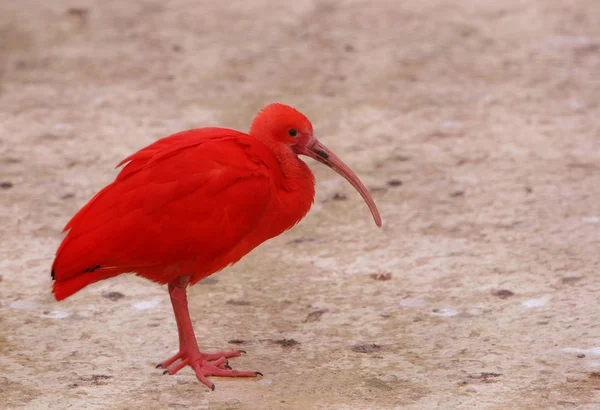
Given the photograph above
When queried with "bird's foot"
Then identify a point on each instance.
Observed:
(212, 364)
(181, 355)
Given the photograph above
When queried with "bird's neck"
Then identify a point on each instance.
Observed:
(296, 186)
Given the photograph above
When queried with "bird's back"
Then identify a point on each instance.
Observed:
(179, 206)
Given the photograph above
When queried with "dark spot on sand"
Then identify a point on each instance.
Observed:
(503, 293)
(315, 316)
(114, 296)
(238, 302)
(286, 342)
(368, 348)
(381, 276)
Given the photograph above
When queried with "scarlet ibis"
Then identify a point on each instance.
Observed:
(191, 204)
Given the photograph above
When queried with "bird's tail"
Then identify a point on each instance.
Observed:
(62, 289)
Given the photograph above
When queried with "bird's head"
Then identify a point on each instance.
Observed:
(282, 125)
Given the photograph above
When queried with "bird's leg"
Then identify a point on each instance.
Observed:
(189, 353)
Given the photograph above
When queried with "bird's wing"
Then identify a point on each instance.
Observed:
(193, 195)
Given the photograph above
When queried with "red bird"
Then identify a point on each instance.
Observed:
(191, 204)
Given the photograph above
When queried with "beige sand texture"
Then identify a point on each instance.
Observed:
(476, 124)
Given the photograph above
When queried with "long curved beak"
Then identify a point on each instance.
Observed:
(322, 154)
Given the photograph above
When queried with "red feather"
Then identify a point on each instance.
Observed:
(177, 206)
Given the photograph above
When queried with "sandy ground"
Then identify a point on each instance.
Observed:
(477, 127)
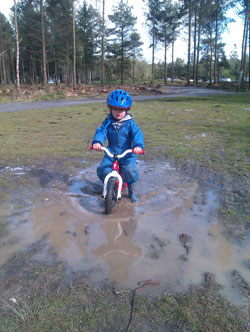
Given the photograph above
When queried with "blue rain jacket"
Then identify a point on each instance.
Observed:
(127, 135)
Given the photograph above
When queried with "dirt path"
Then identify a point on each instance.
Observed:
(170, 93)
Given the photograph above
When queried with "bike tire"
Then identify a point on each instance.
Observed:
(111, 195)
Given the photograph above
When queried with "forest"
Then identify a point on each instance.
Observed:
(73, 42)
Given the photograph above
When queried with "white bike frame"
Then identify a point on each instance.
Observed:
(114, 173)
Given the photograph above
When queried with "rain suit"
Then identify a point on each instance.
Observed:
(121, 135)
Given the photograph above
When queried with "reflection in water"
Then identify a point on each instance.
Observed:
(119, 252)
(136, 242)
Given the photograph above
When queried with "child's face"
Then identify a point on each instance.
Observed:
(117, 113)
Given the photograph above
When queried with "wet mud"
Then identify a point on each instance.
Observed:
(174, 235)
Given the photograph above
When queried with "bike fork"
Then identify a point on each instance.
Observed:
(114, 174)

Task goal:
After reading the records above, work out how many lines contain "bird" and give that number only.

Result for this exercise:
8